• [What needs to be done]: According to the article on data science trends in life sciences, what share of Healthcare Professionals in an Indegene survey demand hyper-contextualized interactions from sales representatives?

• [Passage for review]:
The field of data science has seen explosive growth over the years, expanding beyond statistical problem-solving to addressing real-world issues and creating reliable fact-driven predictions across industries. In fact, data and analytics leaders who share data externally end up generating three times more measurable economic benefits vis-à-vis those who don’t.
In life sciences, the use of data science and analytics has grown from fundamentally changing how the most basic health procedures are conducted (simply by shaping and mapping unstructured information) to optimizing commercial models through accelerated customer insights, personalized omnichannel campaigns, streamlined sales and marketing activities, etc.
With more advances and innovations being made in related data and technology fields, there’s every reason to believe that 2023 could well be defined as the year of data science and analytics. This makes it all the more important for life sciences’ commercial analytics and IT teams to be future ready, monitor the evolution of data science applications, stay on top of the key trends, and gain a competitive advantage.
Here are 4 data science trends that can help life sciences commercial leaders fine-tune their models and improve outcomes:
71% of today’s consumers expect personalized interactions from companies, per McKinsey2. An Indegene survey also revealed that 62% of Healthcare Professionals (HCPs) demand hyper-contextualized interactions from sales representatives – making personalization a top-of-mind priority for life sciences leaders. Analytics-driven recommendations and next-best-action systems will continue to be critical. These systems leverage AI and ML techniques to analyze customer behavioral drivers, optimize interaction parameters, and develop near-real-time recommendations, indicating what to do next, for a particular customer.
Sophisticated predictive and adaptive analytics are also crucial to have embedded within these systems. Predictive analytics use relevant data to predict the expected behavior of a customer, such as how likely will an individual engage with a specific content or campaign. Adaptive analytics learn from each customer interaction to refine predictions and continuously improve the success of propositions. When delivered in real-time, these recommendations can significantly optimize marketing and field-force effectiveness during customer engagements.
The use of ML models is on the rise among life sciences companies as it promises increased therapy efficiencies, accelerated discovery of drugs, early diagnosis of diseases, effective marketing, optimized customer experiences, enhanced treatment opportunities, and more. But even with a multitude of ML models being developed or tested, very few of them ever make it past the ‘pilot purgatory’. Why? Because of umpteen data and process-related challenges involved in operationalizing ML models. At best, even if they are deployed, it is not at the speed or scale to meet business needs. Eventually, only a handful of people end up using these models, with the dreams of scale not being entirely realized. This challenge is far too common in other industries too.

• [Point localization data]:

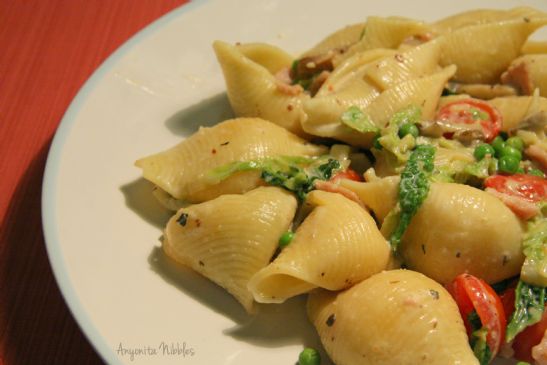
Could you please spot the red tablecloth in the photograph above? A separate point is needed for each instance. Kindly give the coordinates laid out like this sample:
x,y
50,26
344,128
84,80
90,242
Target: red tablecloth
x,y
48,48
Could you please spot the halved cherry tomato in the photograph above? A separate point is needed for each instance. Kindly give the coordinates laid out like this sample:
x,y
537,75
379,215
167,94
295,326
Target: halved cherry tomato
x,y
528,187
529,338
472,293
470,111
347,174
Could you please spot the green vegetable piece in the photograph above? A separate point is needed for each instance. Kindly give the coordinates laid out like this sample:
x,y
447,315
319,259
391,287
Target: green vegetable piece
x,y
510,151
508,164
534,246
293,173
354,118
309,356
376,142
413,188
515,142
498,144
409,128
482,150
285,239
529,305
536,172
480,347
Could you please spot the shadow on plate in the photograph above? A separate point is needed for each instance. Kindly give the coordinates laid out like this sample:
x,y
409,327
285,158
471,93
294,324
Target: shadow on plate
x,y
195,286
206,113
275,325
139,198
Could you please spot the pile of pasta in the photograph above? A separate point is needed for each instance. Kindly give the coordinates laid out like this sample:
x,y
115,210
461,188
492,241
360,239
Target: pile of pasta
x,y
318,155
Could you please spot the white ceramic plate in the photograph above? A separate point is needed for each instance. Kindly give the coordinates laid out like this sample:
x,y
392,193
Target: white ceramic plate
x,y
100,221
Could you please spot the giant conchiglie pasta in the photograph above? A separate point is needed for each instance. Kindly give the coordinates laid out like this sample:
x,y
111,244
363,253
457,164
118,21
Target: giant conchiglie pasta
x,y
460,229
336,246
394,317
182,171
528,73
338,41
483,51
386,32
230,238
515,109
252,87
483,16
424,91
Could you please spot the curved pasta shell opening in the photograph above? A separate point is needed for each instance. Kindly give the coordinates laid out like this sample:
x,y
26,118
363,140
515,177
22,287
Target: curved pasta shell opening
x,y
336,246
230,248
253,90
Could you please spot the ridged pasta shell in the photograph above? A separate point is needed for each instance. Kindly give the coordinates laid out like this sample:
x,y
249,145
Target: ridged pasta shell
x,y
182,170
379,195
252,88
461,229
230,238
424,92
414,63
483,16
336,246
516,108
482,52
385,32
397,317
338,40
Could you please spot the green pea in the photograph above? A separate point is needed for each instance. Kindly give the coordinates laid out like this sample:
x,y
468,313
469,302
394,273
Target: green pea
x,y
285,239
508,164
482,150
536,172
498,143
309,356
515,142
510,151
408,128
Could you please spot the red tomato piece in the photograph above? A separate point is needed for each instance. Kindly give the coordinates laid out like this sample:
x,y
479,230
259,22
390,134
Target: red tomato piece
x,y
529,338
528,187
347,174
472,293
470,111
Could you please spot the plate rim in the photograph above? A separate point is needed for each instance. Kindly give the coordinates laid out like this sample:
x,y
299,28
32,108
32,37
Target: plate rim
x,y
51,171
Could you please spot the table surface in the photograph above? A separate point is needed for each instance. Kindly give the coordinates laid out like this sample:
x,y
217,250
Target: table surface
x,y
49,49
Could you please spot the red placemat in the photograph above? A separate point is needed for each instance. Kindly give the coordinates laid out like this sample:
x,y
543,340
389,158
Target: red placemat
x,y
49,48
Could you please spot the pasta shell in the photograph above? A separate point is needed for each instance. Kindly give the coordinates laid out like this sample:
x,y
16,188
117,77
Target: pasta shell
x,y
515,109
336,246
230,238
338,40
182,170
461,229
252,88
424,92
394,317
528,73
483,16
482,52
385,32
414,63
379,195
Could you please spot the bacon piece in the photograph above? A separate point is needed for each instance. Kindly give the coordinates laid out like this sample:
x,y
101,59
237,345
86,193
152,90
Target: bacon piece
x,y
335,188
307,67
522,208
518,76
537,154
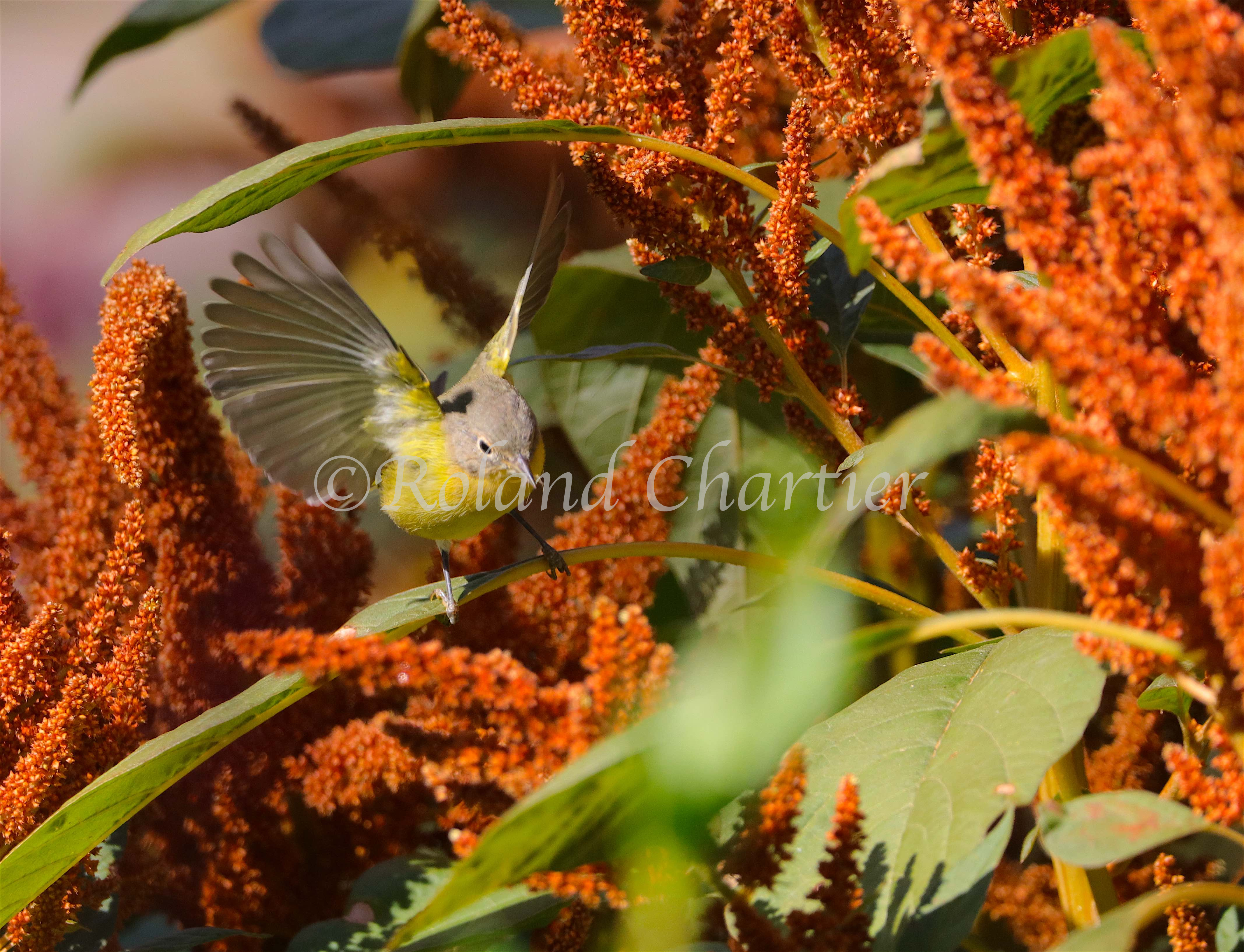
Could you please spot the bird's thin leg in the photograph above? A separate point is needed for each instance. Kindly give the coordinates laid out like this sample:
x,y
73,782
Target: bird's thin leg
x,y
447,596
551,555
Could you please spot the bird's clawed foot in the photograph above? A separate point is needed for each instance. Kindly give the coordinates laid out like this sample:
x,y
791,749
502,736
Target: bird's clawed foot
x,y
447,599
556,564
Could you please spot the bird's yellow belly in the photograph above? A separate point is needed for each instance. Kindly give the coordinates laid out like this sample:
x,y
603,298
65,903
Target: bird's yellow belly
x,y
436,499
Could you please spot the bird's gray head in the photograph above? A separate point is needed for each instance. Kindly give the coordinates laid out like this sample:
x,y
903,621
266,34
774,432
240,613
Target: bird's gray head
x,y
489,426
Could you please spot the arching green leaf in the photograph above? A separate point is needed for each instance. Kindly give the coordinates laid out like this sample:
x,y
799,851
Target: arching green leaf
x,y
146,25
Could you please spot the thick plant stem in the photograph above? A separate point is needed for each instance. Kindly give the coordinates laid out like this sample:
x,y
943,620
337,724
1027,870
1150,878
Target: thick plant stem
x,y
1084,894
843,431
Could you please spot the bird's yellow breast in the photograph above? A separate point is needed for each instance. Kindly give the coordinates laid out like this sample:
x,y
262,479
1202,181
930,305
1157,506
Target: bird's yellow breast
x,y
430,496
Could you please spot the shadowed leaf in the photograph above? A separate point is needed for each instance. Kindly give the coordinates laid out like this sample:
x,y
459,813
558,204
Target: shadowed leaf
x,y
937,767
1165,695
430,82
686,270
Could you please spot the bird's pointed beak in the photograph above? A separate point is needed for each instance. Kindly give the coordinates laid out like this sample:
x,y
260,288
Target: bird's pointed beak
x,y
524,471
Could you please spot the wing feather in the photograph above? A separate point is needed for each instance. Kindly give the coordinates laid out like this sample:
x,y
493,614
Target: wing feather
x,y
304,369
535,284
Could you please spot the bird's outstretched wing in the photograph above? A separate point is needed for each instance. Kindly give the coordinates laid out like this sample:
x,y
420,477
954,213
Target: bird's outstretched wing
x,y
537,281
304,370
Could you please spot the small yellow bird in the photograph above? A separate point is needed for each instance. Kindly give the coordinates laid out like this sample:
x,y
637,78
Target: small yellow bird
x,y
308,375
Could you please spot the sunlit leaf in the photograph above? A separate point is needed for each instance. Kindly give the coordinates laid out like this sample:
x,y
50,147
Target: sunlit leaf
x,y
1047,76
612,353
335,35
110,801
1105,828
1121,928
146,25
430,82
686,270
936,171
937,762
96,926
564,823
269,183
1165,695
601,405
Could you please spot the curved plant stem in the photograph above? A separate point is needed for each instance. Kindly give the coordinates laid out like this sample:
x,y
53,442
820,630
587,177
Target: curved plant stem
x,y
1070,622
1017,365
802,384
884,598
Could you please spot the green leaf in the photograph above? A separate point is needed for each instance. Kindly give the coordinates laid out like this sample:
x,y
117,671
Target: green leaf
x,y
1165,695
146,25
96,926
269,183
937,171
614,353
111,799
398,889
1100,829
430,82
560,826
333,36
601,405
932,172
937,763
189,939
899,356
99,810
1053,74
687,270
1229,936
888,320
1121,928
838,298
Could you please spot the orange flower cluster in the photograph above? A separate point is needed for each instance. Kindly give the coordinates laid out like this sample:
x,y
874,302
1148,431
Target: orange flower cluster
x,y
993,486
1187,926
835,920
1027,899
763,843
1116,324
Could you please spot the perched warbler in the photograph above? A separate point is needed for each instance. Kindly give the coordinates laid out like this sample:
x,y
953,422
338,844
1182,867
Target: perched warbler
x,y
310,379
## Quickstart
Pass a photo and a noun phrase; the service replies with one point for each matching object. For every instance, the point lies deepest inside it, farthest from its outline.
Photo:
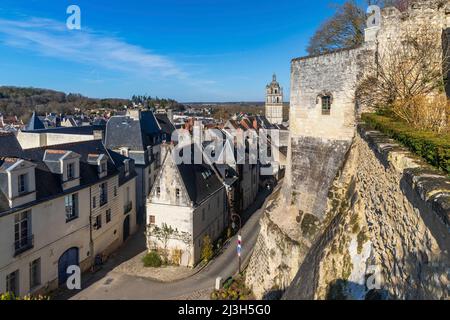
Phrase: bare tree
(344, 30)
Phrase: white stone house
(191, 199)
(60, 206)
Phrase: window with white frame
(98, 222)
(35, 273)
(108, 216)
(12, 283)
(22, 231)
(71, 205)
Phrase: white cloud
(51, 38)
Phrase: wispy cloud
(51, 38)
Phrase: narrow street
(108, 284)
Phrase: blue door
(68, 258)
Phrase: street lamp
(233, 217)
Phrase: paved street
(113, 285)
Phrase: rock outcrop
(385, 234)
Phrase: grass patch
(432, 147)
(233, 289)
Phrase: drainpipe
(91, 240)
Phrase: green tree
(207, 249)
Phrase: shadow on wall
(274, 294)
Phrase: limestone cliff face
(385, 233)
(288, 233)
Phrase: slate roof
(81, 130)
(35, 123)
(165, 124)
(200, 180)
(48, 184)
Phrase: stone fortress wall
(353, 206)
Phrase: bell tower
(274, 102)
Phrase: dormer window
(124, 152)
(101, 162)
(17, 181)
(22, 183)
(65, 163)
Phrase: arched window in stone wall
(325, 99)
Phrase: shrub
(152, 260)
(431, 146)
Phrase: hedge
(432, 147)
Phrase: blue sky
(189, 50)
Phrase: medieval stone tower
(274, 102)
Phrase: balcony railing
(23, 245)
(127, 208)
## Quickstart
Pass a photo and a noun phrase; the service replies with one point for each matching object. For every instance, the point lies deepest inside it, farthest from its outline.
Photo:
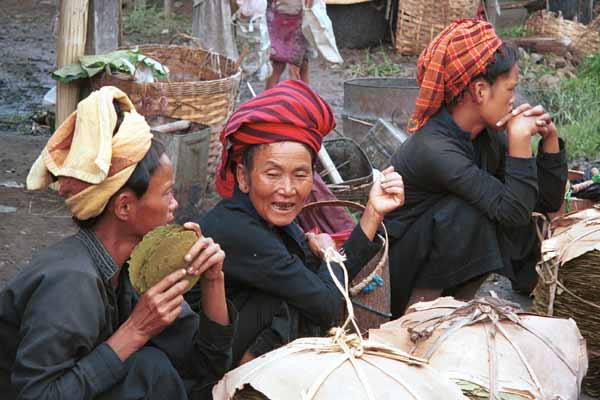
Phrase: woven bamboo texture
(372, 308)
(355, 168)
(580, 277)
(202, 86)
(419, 21)
(585, 40)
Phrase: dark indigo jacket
(277, 261)
(56, 314)
(443, 168)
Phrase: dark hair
(502, 62)
(250, 151)
(139, 180)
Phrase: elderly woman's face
(279, 182)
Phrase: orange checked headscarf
(446, 67)
(290, 111)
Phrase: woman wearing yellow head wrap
(71, 325)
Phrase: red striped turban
(446, 67)
(290, 111)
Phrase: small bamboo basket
(419, 21)
(355, 168)
(569, 290)
(371, 308)
(202, 86)
(585, 40)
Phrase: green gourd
(161, 252)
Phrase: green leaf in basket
(160, 71)
(95, 64)
(69, 73)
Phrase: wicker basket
(202, 86)
(355, 168)
(371, 308)
(570, 291)
(419, 21)
(585, 40)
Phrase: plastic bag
(253, 34)
(318, 30)
(252, 8)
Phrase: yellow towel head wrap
(84, 148)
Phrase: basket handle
(354, 290)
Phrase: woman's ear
(242, 178)
(124, 205)
(480, 91)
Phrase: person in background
(471, 179)
(288, 44)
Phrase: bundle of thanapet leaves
(117, 62)
(341, 366)
(568, 284)
(491, 349)
(160, 252)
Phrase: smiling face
(498, 98)
(279, 181)
(157, 205)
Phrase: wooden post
(168, 7)
(103, 26)
(70, 46)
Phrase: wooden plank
(71, 45)
(103, 26)
(544, 44)
(345, 2)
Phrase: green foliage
(513, 32)
(144, 25)
(377, 65)
(575, 107)
(590, 68)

• [Your solution]: 62% of Healthcare Professionals (HCPs).